WORK REQUIRED: Start at the line containing "# segment the desert shrub" and end after the line containing "70], [72, 73]]]". Rewrite only that stretch of the data below, changing "desert shrub" to "sagebrush" and keeping everything else the same.

Data from a data collection
----
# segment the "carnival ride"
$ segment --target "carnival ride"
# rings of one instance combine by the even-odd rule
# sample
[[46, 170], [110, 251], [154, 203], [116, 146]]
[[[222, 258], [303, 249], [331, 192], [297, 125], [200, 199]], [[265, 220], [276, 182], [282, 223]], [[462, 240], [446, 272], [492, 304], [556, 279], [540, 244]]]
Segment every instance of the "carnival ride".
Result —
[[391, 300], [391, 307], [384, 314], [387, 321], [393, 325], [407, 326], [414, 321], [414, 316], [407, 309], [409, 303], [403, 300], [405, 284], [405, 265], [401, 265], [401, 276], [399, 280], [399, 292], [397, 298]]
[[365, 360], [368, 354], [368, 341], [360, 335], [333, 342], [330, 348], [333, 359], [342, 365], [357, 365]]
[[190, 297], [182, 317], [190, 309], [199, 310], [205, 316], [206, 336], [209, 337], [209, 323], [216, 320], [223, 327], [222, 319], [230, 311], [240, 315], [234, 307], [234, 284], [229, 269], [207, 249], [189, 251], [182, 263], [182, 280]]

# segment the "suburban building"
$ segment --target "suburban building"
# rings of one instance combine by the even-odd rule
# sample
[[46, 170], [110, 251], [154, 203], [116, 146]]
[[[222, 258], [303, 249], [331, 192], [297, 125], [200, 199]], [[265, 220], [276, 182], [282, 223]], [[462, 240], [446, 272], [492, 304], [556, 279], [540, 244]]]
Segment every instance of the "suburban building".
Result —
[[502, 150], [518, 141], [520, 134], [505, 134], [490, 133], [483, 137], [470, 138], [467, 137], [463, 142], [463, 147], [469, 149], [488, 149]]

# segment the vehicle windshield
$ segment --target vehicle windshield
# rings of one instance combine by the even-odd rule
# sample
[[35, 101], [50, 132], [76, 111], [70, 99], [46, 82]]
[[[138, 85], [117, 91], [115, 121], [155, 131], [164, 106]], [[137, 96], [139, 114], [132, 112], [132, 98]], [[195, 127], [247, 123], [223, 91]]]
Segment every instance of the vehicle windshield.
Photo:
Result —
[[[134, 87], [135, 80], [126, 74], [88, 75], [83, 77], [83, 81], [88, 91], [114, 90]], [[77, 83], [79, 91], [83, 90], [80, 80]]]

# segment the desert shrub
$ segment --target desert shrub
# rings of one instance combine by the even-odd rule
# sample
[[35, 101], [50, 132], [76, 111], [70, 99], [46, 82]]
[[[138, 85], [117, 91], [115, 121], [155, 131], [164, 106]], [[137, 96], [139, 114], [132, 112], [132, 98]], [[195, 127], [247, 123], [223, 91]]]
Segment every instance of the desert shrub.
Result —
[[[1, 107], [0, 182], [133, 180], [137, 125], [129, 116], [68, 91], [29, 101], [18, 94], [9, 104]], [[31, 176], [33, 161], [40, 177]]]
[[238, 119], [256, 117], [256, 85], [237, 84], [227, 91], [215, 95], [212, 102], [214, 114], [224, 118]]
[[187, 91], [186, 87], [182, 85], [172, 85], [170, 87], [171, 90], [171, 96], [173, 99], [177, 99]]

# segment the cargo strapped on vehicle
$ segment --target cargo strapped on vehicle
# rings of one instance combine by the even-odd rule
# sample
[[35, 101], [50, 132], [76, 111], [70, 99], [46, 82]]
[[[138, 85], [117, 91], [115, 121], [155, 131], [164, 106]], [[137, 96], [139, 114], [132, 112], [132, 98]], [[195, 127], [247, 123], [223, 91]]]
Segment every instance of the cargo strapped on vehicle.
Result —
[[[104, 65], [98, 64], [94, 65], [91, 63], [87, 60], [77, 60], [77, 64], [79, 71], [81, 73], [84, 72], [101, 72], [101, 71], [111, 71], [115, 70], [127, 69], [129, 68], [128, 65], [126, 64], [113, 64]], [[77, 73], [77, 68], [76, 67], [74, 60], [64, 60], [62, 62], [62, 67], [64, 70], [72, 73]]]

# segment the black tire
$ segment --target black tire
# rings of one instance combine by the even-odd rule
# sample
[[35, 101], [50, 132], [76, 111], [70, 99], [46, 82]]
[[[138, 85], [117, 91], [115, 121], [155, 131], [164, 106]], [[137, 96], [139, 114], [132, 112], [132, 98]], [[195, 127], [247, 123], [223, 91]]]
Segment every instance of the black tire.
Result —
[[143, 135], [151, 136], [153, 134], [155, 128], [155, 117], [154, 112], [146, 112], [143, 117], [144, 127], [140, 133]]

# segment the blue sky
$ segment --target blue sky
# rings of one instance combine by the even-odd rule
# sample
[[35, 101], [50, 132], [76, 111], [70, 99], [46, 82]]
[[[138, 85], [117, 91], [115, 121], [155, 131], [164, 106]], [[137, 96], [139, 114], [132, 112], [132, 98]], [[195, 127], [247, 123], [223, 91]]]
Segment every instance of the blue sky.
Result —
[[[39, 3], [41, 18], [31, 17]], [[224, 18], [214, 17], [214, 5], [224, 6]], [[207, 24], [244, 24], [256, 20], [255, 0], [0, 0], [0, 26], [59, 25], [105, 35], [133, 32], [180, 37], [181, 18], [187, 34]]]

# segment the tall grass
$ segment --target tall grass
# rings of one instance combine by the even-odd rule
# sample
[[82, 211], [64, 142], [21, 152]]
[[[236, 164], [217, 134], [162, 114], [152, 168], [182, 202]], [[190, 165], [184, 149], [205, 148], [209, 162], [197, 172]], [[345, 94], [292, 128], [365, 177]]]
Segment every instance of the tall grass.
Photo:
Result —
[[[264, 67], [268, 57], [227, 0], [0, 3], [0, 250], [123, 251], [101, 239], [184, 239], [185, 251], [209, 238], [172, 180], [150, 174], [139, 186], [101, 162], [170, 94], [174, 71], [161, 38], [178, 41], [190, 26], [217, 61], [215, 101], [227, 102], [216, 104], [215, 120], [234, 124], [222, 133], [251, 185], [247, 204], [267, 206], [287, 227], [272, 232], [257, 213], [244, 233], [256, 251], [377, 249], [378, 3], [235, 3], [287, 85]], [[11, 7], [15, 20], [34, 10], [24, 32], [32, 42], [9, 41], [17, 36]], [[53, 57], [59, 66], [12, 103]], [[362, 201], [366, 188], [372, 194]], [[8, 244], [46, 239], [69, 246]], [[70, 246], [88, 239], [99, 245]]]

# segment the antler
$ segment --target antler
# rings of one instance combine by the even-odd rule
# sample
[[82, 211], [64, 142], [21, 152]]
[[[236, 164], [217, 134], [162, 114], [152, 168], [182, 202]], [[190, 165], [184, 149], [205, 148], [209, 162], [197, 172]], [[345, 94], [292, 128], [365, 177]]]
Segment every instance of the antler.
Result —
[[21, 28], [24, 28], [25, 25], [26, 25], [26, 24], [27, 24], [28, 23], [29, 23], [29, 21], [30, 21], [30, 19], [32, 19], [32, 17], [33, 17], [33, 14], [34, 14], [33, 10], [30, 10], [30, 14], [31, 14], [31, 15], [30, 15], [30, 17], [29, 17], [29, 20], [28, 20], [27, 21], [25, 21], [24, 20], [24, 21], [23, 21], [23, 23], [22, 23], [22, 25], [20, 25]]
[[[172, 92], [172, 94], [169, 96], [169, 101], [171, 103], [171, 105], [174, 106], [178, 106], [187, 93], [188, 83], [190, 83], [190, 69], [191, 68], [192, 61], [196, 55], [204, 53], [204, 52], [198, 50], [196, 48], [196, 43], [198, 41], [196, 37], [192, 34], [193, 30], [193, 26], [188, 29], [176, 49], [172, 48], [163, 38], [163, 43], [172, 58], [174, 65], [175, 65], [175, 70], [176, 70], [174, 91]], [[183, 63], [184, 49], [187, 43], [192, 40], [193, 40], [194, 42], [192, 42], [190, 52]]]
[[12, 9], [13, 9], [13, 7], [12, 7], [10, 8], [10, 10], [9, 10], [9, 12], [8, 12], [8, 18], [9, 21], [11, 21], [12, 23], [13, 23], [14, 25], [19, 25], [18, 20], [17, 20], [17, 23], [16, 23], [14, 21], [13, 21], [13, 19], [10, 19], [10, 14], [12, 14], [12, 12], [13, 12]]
----
EXERCISE SOLUTION:
# segment the sagebrush
$ segment --target sagebrush
# rings of one instance combine by the even-odd rule
# sample
[[35, 101], [50, 132], [76, 111], [70, 99], [46, 82]]
[[[138, 85], [117, 91], [115, 121], [155, 131], [164, 106]], [[137, 96], [139, 114], [132, 112], [132, 98]], [[195, 127], [247, 123], [223, 91]]]
Segment every instance of the sagebrush.
Result —
[[[1, 107], [0, 182], [133, 180], [137, 125], [129, 116], [68, 91], [29, 101], [18, 94], [9, 104]], [[31, 176], [33, 161], [40, 177]]]
[[238, 119], [256, 117], [256, 85], [237, 84], [227, 91], [215, 95], [212, 102], [214, 114], [224, 118]]
[[187, 91], [186, 87], [182, 85], [172, 85], [170, 87], [171, 90], [171, 96], [173, 99], [177, 99]]

# segment the cargo strapped on vehicle
$ segment --target cargo strapped on vehicle
# rings of one instance combine by the even-odd rule
# sample
[[35, 101], [50, 132], [76, 111], [70, 99], [46, 82]]
[[[138, 85], [117, 91], [115, 121], [155, 131], [164, 106]], [[137, 96], [139, 114], [132, 112], [132, 98]], [[195, 127], [247, 123], [223, 91]]]
Segment every instance of the cargo strapped on vehicle.
Result —
[[[104, 65], [98, 64], [94, 65], [91, 63], [87, 60], [77, 60], [77, 64], [79, 71], [81, 73], [84, 72], [101, 72], [101, 71], [111, 71], [115, 70], [127, 69], [129, 68], [128, 65], [126, 64], [113, 64]], [[77, 73], [77, 68], [76, 67], [74, 60], [64, 60], [62, 62], [62, 67], [64, 70], [72, 73]]]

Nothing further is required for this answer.